══ PROVIDED INFORMATION ══

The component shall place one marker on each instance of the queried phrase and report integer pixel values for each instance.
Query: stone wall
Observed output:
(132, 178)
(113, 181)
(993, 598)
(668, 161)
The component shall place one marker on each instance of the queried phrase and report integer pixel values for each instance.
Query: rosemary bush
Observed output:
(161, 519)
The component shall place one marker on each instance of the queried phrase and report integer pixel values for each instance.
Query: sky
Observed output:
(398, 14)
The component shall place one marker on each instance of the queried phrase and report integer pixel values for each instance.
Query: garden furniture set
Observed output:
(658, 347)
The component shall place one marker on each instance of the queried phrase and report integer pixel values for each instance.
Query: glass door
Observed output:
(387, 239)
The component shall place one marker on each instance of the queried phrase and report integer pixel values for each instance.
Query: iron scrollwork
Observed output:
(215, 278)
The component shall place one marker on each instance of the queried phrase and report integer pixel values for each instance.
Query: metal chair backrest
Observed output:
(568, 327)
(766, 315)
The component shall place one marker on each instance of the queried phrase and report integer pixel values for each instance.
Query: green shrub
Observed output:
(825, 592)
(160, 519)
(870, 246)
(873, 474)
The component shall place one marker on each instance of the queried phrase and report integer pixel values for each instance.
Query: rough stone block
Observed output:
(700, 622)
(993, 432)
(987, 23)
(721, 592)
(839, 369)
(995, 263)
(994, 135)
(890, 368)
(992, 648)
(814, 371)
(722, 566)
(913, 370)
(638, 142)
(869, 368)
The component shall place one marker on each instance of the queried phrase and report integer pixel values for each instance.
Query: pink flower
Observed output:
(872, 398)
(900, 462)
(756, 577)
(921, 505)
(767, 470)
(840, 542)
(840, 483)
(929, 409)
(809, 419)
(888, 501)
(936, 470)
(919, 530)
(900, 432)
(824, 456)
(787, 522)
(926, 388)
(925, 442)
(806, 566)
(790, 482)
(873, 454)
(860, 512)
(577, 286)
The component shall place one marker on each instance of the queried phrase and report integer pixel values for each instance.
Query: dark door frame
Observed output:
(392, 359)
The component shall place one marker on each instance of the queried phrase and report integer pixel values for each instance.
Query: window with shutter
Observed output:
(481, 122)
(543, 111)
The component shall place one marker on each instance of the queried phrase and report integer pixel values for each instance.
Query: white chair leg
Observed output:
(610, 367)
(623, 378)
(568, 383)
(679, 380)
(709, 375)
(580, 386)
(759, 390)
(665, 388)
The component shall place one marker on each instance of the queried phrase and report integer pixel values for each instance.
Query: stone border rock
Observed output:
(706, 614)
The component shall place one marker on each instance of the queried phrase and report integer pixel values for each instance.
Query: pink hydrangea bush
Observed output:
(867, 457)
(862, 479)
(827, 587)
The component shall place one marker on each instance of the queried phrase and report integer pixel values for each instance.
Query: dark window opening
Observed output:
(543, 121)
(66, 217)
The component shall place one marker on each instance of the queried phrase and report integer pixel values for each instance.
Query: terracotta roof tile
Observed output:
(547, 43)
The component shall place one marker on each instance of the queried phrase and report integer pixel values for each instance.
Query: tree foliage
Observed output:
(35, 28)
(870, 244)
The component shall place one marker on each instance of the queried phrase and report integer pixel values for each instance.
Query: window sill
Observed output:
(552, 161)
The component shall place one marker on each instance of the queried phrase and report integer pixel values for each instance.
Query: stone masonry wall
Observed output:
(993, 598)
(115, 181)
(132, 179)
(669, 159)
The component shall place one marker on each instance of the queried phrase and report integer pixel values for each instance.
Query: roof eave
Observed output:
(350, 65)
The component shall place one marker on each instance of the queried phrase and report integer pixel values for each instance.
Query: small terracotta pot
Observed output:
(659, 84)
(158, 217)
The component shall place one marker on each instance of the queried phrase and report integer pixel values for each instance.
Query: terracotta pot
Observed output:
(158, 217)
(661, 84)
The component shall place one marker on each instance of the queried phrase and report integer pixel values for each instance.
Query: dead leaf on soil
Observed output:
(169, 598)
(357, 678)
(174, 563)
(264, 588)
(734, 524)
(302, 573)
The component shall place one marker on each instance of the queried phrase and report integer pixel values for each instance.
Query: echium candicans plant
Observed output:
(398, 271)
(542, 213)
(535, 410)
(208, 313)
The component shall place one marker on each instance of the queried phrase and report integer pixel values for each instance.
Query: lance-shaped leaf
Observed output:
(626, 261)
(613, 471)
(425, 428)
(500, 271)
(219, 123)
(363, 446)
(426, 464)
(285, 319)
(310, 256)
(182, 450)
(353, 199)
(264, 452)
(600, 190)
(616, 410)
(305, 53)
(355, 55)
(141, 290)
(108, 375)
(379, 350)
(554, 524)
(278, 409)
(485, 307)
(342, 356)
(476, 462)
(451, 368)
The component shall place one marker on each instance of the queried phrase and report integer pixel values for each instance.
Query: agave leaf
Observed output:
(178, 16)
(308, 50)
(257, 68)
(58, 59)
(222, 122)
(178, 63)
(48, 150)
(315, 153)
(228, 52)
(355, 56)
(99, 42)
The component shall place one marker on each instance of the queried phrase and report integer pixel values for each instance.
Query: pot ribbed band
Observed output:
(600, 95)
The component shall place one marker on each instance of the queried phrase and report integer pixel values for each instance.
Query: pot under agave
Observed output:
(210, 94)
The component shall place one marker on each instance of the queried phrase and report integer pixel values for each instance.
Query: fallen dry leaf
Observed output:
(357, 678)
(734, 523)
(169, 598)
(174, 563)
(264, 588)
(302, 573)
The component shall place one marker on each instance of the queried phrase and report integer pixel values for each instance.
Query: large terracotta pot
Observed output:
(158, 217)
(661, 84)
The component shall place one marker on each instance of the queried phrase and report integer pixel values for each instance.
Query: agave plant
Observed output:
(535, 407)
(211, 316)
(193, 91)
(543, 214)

═══

### [TASK BRIEF]
Each record above must be given again exactly.

### [RESPONSE]
The component shall place one marker on each instance of the queried phrase and report integer pixel values for each instance.
Query: stone wall
Observed output:
(132, 178)
(113, 181)
(993, 598)
(668, 161)
The component shall place one marker on each instance of the queried phrase and report integer pixel values for each instance.
Query: rosemary bush
Observed output:
(161, 519)
The component shall place one marker on each instance of the queried phrase and report integer pixel values for each instance.
Query: sky
Observed output:
(398, 14)
The component shall place one marker on each instance of the queried phrase and report integer pixel values for each instance.
Query: garden furniture set
Observed output:
(658, 347)
The component shall place one marker on each instance of the queried phrase and report integer pixel values for each instance.
Query: glass door
Observed output:
(387, 239)
The component shall place one marker on each instance of the queried phrase and report integer pixel values for each instance.
Query: iron scrollwork
Observed output:
(215, 278)
The component shall place one marker on each instance of the queried phrase and report integer pixel values for each instance.
Query: metal chair backrest
Observed output:
(568, 327)
(766, 315)
The component shall place one marker on each instance of the queried phrase and report integer pixel values for each instance.
Query: green shrub
Observed output:
(825, 592)
(160, 519)
(870, 246)
(873, 474)
The component shall place one marker on each instance of the queried phrase and report integer pixel values for each instance.
Query: rough stone block
Observed output:
(700, 622)
(993, 432)
(987, 23)
(721, 592)
(839, 369)
(995, 263)
(994, 135)
(890, 368)
(992, 648)
(814, 371)
(722, 566)
(913, 370)
(638, 142)
(869, 368)
The component shall place one marker on each instance of the queried phrase and report integer pixel values for each instance.
Query: pink flower
Observed output:
(872, 398)
(900, 462)
(756, 577)
(921, 505)
(767, 470)
(840, 542)
(840, 483)
(929, 409)
(809, 419)
(888, 501)
(936, 470)
(919, 530)
(900, 432)
(824, 456)
(787, 522)
(926, 388)
(925, 442)
(806, 566)
(790, 482)
(873, 454)
(860, 512)
(577, 286)
The component shall place one marker on each instance of the queried phrase and report integer pixel values for each instance.
Query: dark door frame
Observed output:
(392, 359)
The component shall place one marker on each instance of the queried phrase and report integer pixel values for each instance.
Query: window with shutter
Observed output:
(481, 122)
(543, 111)
The component shall place one marker on each instance of the queried phrase and report integer pixel values for each instance.
Query: white chair leg
Observed output:
(610, 367)
(623, 378)
(568, 383)
(679, 380)
(709, 375)
(580, 386)
(759, 390)
(665, 388)
The component shall place one marker on each instance of the queried phrase and report integer pixel values for each instance.
Query: stone border rock
Observed output:
(706, 614)
The component shall place one marker on each instance of the queried phrase and report integer pixel values for each instance.
Query: pink hydrangea bush
Observed output:
(867, 457)
(862, 479)
(827, 587)
The component shall place one marker on each instance of the queried phrase and report integer pixel values for each instance.
Query: dark window opening
Observed output:
(543, 121)
(66, 217)
The component shall place one marker on each instance of the queried phrase and report integer pixel values for each instance.
Query: terracotta roof tile
Observed output:
(547, 43)
The component shall place one marker on each instance of the queried phrase and report integer pixel values for each instance.
Query: tree foliage
Observed output:
(35, 28)
(870, 244)
The component shall place one marker on each instance of the queried phrase and report integer pixel values for each instance.
Query: window sill
Observed output:
(552, 161)
The component shall place one marker on each instance of the queried phrase and report integer pixel values for each instance.
Query: stone masonry wall
Observed output:
(993, 598)
(115, 181)
(132, 179)
(669, 159)
The component shall place one marker on each instance of the queried phrase and report integer pixel values for each instance.
Query: roof eave
Observed output:
(350, 65)
The component shall place one marker on each instance of the queried phrase and report integer pixel values for each instance.
Query: small terracotta pot
Observed output:
(659, 84)
(158, 217)
The component shall place one marker on each instance of the queried phrase and report integer pixel values for each instance.
Query: terracotta pot
Observed output:
(158, 217)
(661, 84)
The component shall place one marker on each instance of the queried phrase and report integer pixel values for each instance.
Query: dead leaf on soil
Observed output:
(169, 598)
(357, 678)
(174, 563)
(264, 588)
(734, 524)
(302, 573)
The component shall place one marker on each instance of the queried phrase and report integer pixel values for each instance.
Query: echium candicans plant
Observed output:
(398, 271)
(542, 213)
(535, 410)
(208, 313)
The component shall place one marker on each instance of the queried phrase and report integer pixel values for each instance.
Query: lance-shaped leaf
Observed output:
(626, 261)
(613, 471)
(425, 428)
(500, 271)
(219, 123)
(363, 446)
(426, 464)
(285, 319)
(310, 256)
(182, 450)
(353, 199)
(264, 452)
(600, 190)
(616, 410)
(305, 53)
(355, 55)
(141, 290)
(108, 375)
(379, 350)
(554, 524)
(278, 409)
(485, 307)
(342, 356)
(476, 462)
(451, 368)
The component shall place one marker on each instance of the queried phrase and report integer pixel values for each instance.
Query: agave leaf
Observed output:
(178, 16)
(308, 50)
(257, 68)
(58, 59)
(222, 122)
(178, 63)
(48, 150)
(315, 153)
(228, 52)
(355, 56)
(99, 42)
The component shall place one marker on each instance of the queried phrase and report integer pixel values for each instance.
Query: pot ribbed band
Observed output:
(600, 95)
The component shall place one marker on each instance of the queried phrase and report integer pixel values for each instance.
Query: pot under agave
Observed output:
(210, 94)
The component shall place one marker on each instance of the queried phrase and report integer pixel values for each instance.
Query: fallen dry leaf
Observed output:
(357, 678)
(734, 523)
(169, 598)
(174, 563)
(264, 588)
(302, 573)
The component shall place one marker on each instance of the queried phrase and report integer pixel values for each instance.
Query: large terracotta pot
Observed output:
(158, 217)
(661, 84)
The component shall place one marker on each instance of the queried phrase and report integer pixel values for each instance.
Query: agave plant
Observed output:
(535, 407)
(211, 316)
(193, 91)
(543, 214)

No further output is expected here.